### What to work on:
Format every row below as a JSON list of strings, with one string per line and blank lines omitted.

### Task input:
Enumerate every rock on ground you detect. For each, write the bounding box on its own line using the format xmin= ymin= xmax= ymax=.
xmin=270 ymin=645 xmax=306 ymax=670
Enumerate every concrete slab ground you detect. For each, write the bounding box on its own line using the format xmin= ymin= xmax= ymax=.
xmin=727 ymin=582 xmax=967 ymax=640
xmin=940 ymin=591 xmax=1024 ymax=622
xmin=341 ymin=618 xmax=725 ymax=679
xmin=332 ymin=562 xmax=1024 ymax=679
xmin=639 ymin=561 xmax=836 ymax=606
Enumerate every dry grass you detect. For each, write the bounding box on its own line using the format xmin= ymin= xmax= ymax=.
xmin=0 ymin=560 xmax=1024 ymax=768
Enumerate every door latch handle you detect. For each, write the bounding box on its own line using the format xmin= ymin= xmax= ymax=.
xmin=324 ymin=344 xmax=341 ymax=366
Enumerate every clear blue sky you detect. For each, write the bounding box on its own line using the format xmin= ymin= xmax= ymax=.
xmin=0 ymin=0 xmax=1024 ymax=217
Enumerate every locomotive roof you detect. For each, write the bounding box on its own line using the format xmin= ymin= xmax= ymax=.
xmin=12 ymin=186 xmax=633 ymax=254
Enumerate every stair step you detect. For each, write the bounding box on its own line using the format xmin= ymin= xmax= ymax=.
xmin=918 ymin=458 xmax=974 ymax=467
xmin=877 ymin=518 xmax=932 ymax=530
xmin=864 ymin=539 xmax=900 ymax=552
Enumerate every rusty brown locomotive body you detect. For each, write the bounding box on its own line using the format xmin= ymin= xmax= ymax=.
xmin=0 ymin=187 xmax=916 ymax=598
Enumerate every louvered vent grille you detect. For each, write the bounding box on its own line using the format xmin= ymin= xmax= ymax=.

### Answer for this exercise:
[
  "Enumerate every rock on ground you detect. For each, write the bounding box on its own line using the format xmin= ymin= xmax= ymax=.",
  "xmin=270 ymin=645 xmax=306 ymax=670",
  "Enumerate every concrete slab ground you detect. For each, write the bounding box on its own line using the format xmin= ymin= xmax= ymax=.",
  "xmin=727 ymin=582 xmax=967 ymax=640",
  "xmin=940 ymin=591 xmax=1024 ymax=622",
  "xmin=341 ymin=618 xmax=725 ymax=679",
  "xmin=332 ymin=562 xmax=1024 ymax=679",
  "xmin=639 ymin=561 xmax=836 ymax=606",
  "Enumerate every dry grass you detect. For each, write the bounding box on its own line using the format xmin= ymin= xmax= ymax=.",
  "xmin=0 ymin=560 xmax=1024 ymax=768",
  "Enumerate every door latch handle you detect. For each, write the bounding box on its own line using the format xmin= ymin= xmax= ymax=.",
  "xmin=324 ymin=344 xmax=341 ymax=366",
  "Enumerate every clear blue sky you detect. For each, write the bounding box on its own line using the format xmin= ymin= xmax= ymax=.",
  "xmin=0 ymin=0 xmax=1024 ymax=217",
  "Enumerate every locomotive roof you detect. For each, write the bounding box on its own line using the format xmin= ymin= xmax= ymax=.",
  "xmin=12 ymin=186 xmax=633 ymax=254",
  "Enumerate every stair step you detect. For each, write the bounding box on its own line using the format xmin= ymin= xmax= ymax=.",
  "xmin=918 ymin=458 xmax=974 ymax=467",
  "xmin=877 ymin=518 xmax=932 ymax=530",
  "xmin=864 ymin=539 xmax=900 ymax=552",
  "Enumerate every rusty brown locomotive body you detect. For each, write the bounding box on its own line using the format xmin= ymin= xmax= ymax=.",
  "xmin=0 ymin=187 xmax=916 ymax=598",
  "Enumerate every louvered vent grille you detect. For each, write the bounding box on its own line using the format xmin= ymin= xmax= ymax=."
]